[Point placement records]
(begin)

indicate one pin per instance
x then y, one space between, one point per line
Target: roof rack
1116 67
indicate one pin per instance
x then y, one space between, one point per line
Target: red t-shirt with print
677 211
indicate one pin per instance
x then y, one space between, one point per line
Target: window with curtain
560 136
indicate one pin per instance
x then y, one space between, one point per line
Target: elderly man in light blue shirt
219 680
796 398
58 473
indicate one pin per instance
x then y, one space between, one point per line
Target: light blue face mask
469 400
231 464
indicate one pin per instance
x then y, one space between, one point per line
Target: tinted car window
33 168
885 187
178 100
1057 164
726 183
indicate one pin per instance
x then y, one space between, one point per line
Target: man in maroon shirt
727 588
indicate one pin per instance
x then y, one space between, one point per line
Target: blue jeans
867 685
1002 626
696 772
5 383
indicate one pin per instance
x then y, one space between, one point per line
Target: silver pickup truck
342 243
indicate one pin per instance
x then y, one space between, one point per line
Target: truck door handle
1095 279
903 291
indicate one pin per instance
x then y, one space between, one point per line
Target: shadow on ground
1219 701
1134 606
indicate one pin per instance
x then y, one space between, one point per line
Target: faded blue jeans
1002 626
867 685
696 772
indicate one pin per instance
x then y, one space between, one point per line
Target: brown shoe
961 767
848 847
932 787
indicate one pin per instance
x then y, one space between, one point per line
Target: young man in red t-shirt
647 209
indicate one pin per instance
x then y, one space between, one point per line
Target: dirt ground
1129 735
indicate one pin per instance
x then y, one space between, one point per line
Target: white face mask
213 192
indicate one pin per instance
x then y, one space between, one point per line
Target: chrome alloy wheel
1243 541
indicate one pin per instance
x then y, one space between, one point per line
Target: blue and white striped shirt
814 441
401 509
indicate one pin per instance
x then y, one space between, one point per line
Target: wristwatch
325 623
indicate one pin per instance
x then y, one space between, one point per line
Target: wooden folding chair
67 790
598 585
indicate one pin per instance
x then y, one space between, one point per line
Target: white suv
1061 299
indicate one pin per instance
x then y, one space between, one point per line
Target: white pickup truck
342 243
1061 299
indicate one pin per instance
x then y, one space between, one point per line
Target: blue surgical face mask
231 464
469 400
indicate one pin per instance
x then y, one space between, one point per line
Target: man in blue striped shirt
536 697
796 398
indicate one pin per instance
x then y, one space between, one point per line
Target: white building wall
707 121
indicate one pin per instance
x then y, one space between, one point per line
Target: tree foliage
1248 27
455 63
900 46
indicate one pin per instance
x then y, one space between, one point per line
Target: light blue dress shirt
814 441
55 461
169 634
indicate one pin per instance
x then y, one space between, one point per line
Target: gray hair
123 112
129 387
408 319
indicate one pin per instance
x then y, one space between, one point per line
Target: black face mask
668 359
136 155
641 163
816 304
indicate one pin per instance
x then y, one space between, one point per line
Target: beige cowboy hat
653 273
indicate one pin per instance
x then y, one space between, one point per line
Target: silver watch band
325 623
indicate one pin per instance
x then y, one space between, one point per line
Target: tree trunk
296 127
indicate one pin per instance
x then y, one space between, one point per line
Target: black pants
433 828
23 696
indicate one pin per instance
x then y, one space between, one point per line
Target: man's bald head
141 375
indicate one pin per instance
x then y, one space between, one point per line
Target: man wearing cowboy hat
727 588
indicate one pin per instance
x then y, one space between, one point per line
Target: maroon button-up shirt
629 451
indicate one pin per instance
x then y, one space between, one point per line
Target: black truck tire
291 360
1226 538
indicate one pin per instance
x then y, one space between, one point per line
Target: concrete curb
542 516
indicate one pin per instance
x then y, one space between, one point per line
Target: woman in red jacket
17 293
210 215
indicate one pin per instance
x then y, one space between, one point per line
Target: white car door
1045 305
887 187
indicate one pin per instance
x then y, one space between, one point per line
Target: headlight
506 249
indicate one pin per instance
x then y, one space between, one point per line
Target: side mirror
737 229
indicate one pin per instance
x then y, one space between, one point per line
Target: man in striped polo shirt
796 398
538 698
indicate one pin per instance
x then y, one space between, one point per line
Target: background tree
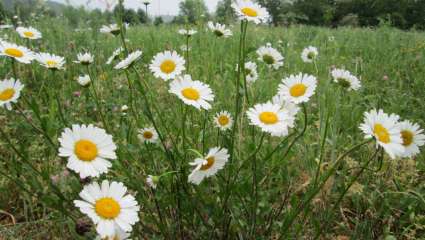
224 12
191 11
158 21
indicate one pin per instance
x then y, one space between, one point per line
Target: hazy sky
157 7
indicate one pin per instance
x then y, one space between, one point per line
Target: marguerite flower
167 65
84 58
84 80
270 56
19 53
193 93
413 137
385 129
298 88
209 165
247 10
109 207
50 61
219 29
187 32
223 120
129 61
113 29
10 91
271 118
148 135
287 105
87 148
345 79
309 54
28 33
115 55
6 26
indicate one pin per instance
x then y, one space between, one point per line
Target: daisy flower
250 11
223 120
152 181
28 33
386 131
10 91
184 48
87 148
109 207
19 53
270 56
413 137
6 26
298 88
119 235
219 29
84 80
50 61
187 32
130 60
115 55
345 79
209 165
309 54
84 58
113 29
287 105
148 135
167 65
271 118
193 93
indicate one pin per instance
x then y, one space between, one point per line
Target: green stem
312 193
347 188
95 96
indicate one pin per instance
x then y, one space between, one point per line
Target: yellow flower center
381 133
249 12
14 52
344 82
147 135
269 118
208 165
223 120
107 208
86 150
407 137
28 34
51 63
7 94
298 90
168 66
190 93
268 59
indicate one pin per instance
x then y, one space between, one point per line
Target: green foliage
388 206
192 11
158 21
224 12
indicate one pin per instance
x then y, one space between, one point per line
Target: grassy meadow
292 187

(end)
(begin)

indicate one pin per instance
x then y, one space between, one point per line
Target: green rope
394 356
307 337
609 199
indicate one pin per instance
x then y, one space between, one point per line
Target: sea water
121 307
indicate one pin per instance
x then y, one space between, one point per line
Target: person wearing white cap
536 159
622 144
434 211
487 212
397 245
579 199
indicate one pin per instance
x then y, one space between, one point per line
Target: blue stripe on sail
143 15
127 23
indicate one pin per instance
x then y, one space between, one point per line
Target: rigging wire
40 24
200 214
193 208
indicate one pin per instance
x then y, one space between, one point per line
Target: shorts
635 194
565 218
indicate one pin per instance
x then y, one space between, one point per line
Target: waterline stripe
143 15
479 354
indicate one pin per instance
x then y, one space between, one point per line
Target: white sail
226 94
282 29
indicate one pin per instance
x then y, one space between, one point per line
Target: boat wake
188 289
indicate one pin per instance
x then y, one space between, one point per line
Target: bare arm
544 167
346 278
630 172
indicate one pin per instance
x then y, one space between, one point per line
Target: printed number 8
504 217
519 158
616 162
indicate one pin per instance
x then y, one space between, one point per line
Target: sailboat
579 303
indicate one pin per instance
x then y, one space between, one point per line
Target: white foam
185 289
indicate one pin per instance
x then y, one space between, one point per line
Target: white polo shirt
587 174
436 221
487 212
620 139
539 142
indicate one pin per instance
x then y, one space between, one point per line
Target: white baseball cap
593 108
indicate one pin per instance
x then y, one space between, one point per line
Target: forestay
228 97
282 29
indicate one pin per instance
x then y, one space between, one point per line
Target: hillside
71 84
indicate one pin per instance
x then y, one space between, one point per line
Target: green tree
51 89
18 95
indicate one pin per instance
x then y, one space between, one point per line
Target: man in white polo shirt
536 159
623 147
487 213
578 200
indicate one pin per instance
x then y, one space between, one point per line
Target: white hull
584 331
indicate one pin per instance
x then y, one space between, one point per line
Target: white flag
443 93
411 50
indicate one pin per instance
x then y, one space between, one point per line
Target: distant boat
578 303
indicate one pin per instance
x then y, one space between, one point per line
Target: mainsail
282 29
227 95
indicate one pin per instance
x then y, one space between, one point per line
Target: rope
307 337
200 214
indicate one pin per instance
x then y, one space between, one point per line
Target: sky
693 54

(end)
(begin)

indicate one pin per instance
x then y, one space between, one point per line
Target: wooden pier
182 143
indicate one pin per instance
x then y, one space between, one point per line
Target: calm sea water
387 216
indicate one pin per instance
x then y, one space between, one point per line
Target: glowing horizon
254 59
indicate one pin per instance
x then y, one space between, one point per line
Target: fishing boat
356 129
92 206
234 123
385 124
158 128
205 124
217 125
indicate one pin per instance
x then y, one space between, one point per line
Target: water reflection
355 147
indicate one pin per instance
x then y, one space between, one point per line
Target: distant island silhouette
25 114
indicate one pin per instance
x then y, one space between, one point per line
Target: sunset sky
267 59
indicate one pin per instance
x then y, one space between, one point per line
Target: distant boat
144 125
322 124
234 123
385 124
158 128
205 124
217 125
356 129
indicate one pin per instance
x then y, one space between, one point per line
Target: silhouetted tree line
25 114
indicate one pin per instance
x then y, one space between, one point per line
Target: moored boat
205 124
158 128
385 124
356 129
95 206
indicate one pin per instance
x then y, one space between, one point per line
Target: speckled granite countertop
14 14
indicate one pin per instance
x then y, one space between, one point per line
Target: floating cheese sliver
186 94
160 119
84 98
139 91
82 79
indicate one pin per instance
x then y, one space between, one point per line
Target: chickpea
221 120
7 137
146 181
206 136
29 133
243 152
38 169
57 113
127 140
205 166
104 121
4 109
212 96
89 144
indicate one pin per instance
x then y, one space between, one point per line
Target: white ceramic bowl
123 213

(end)

— Exercise —
Please report how many lines in the records contain the word "window". Give only the number.

— Output —
2